[Görev listesi]
1. Aşağıdaki Çiftlik Bank konulu yazıya göre şu ifadeler doğru mu: (a) Mehmet Aydın'ın cipi 650.000 Dolar değerindedir. (b) Mehmet Aydın'ın kaçtığı söylenen ülke Arjantin'dir. (c) Mağdurlar, Galatasaray'ın kalecisi Muslera'yla görüşmek için kendi aralarında yazışmıştır. Her birine evet ya da hayır deyin ve kararı belirleyen sözleri yazıdan aynen alıntılayın.
2. Aşağıdaki Çiftlik Bank konulu yazıda Mehmet Aydın hangi şirketin "CEO"su olarak anılıyor?
3. Aşağıdaki Çiftlik Bank konulu yazıyı, gösterilen son cümleden sonra kaldığı yerden sürdürün.

[Alıntılanan metin]
# # #
GÜNCEL:
Yüksel Ayça SEZER

Yüksel Ayça SEZER

Aklımızı Kullanmalı!

Merhaba;

Bugünlerde en çok konuştuğumuz konu Çiftlik Bank, Anadolu Farm gibi şirketlerin yarattığı mağduriyetler, Çiftlik Bank “CEO”su Mehmet Aydın’ın 650.000 Dolar’lık lüks cipi, kaçtığı söylenen Uruguay’a giderek kendisine ulaşmaya çalışan mağdurların biraz da mizah katılmış olarak Galatasaray’ın kalecisi Muslera’yla görüşmek için kendi aralarında yaptıkları yazışmalar.
# # #
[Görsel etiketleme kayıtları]

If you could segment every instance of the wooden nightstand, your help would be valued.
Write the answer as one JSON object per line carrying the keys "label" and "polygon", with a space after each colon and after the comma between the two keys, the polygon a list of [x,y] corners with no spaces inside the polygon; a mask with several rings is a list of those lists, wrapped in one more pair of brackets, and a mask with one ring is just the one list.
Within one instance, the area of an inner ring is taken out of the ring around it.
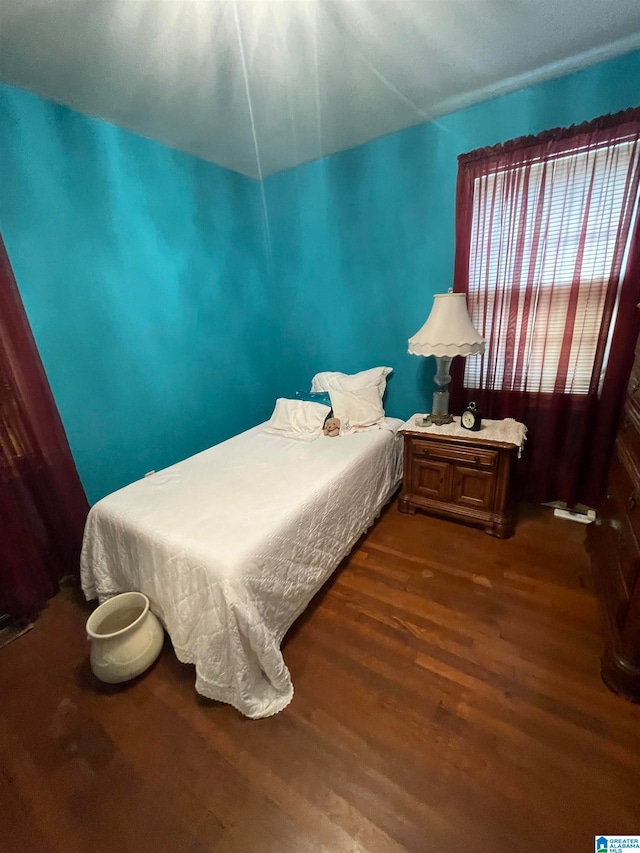
{"label": "wooden nightstand", "polygon": [[[398,508],[417,509],[475,524],[502,539],[513,533],[511,481],[520,442],[494,440],[502,421],[468,432],[459,418],[446,427],[418,427],[414,415],[404,435],[404,478]],[[512,422],[515,423],[515,422]],[[521,424],[522,441],[526,430]]]}

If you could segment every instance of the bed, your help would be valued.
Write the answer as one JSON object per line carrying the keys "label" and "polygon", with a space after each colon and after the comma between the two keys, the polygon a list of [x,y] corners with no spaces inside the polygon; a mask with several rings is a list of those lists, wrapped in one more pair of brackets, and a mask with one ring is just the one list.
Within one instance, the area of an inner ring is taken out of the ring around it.
{"label": "bed", "polygon": [[312,442],[261,424],[114,492],[87,520],[85,595],[145,593],[199,693],[278,713],[282,639],[398,486],[401,423]]}

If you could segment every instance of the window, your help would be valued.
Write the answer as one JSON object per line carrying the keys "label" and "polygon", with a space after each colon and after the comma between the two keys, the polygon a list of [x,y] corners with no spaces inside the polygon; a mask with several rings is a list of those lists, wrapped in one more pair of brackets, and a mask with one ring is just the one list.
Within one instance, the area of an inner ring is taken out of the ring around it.
{"label": "window", "polygon": [[[466,388],[599,393],[638,207],[637,133],[493,157],[472,178]],[[540,150],[542,149],[542,150]]]}

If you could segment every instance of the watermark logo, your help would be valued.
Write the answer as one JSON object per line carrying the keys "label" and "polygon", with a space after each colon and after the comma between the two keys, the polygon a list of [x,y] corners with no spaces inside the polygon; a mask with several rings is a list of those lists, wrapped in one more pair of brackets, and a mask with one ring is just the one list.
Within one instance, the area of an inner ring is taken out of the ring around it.
{"label": "watermark logo", "polygon": [[596,835],[595,853],[625,853],[637,850],[640,853],[640,835]]}

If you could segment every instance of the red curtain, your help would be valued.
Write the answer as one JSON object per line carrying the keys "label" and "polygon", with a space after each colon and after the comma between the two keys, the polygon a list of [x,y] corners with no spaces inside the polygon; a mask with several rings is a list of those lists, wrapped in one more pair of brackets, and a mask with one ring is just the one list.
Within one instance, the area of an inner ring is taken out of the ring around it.
{"label": "red curtain", "polygon": [[77,571],[87,500],[0,238],[0,613]]}
{"label": "red curtain", "polygon": [[640,331],[639,184],[640,109],[459,158],[454,290],[487,348],[454,360],[452,407],[526,424],[538,501],[602,497]]}

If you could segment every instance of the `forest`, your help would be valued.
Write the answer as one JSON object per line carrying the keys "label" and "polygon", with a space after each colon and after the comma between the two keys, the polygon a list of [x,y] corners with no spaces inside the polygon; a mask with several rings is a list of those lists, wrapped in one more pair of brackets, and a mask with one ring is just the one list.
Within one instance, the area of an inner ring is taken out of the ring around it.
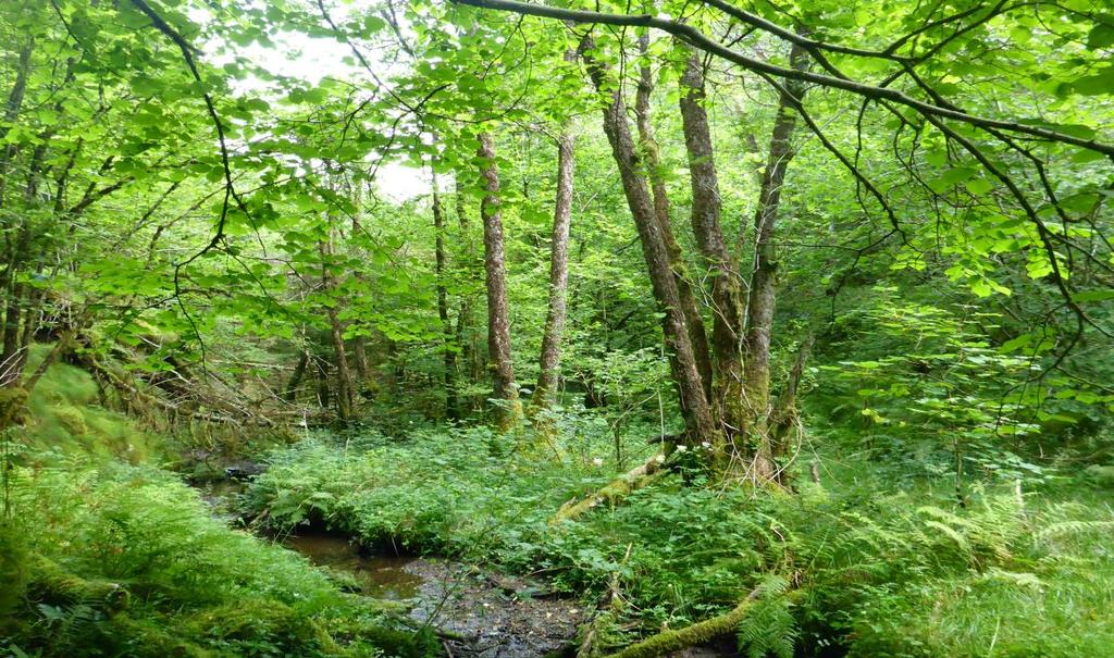
{"label": "forest", "polygon": [[4,0],[0,102],[0,656],[1114,656],[1112,0]]}

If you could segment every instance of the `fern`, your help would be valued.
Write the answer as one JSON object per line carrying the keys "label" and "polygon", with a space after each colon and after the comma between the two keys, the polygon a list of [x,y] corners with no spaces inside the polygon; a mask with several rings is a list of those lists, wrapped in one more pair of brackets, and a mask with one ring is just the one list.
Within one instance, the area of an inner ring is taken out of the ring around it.
{"label": "fern", "polygon": [[800,630],[784,596],[788,589],[789,581],[781,576],[763,579],[760,599],[739,623],[735,634],[739,650],[749,658],[793,658]]}

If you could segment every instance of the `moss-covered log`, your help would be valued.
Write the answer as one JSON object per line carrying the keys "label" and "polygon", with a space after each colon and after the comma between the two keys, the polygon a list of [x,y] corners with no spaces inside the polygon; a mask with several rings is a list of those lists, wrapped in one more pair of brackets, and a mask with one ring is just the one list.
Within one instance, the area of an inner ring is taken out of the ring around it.
{"label": "moss-covered log", "polygon": [[719,617],[705,619],[692,626],[677,630],[665,630],[655,636],[651,636],[641,642],[631,645],[626,649],[612,654],[607,658],[657,658],[670,651],[684,649],[695,645],[702,645],[722,635],[734,632],[739,623],[750,612],[754,606],[756,591],[751,592],[741,603],[735,606],[730,612],[724,612]]}
{"label": "moss-covered log", "polygon": [[29,558],[28,596],[47,601],[102,602],[109,611],[128,607],[130,595],[117,582],[91,580],[70,573],[42,556]]}
{"label": "moss-covered log", "polygon": [[551,523],[559,523],[561,521],[571,521],[579,517],[580,514],[592,510],[600,503],[617,503],[631,493],[646,487],[653,482],[661,474],[662,464],[665,462],[666,452],[659,452],[654,456],[646,460],[645,463],[631,469],[626,473],[623,473],[615,480],[607,483],[606,487],[596,491],[592,495],[584,498],[579,501],[570,500],[563,504],[554,518],[550,520]]}

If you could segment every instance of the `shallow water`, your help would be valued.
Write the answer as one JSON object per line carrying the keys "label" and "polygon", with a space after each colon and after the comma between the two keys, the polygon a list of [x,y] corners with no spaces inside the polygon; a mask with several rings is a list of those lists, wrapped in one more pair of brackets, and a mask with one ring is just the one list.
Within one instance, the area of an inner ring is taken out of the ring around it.
{"label": "shallow water", "polygon": [[423,579],[405,570],[413,558],[361,554],[359,547],[335,534],[303,534],[283,542],[319,567],[344,571],[355,578],[360,593],[403,601],[418,597]]}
# # #
[Görev yanıtları]
1.
(a) Evet: "650.000 Dolar’lık lüks cipi"
(b) Hayır: "kaçtığı söylenen Uruguay’a"
(c) Evet: "Muslera’yla görüşmek için kendi aralarında yaptıkları yazışmalar"

2. Çiftlik Bank

3.
Peki nedir bu Çiftlik Bank hikayesi? Açıkçası bu tarz uygulamaları hiç kullanmadığım için 1 Milyarlık vurgun ve her yerde Mehmet Aydın’ın deste deste dolarlarla çektiği videoları görünce konuyu kısaca araştırdım. Çiftlik Bank sanal bir uygulama ve siz elinizdeki telefondan koyun, inek vb hayvanları besleyerek para kazanıyorsunuz. Yapılanma saadet zincirine benzer, yeni üye kazandıran üyeler ekstra kazanç elde ediyor ve yılda 1’e 2.2 kar payı vadeden bir yapıdan bahsediyoruz. Şirket merkezi Kıbrıs ve CEO olarak anılan Mehmet Aydın daha önce rap müzik yapmış farklı şekilde ünlü olmaya çalışmış 27 yaşında GİRİŞİMCİ(!) ruhlu genç bir adam.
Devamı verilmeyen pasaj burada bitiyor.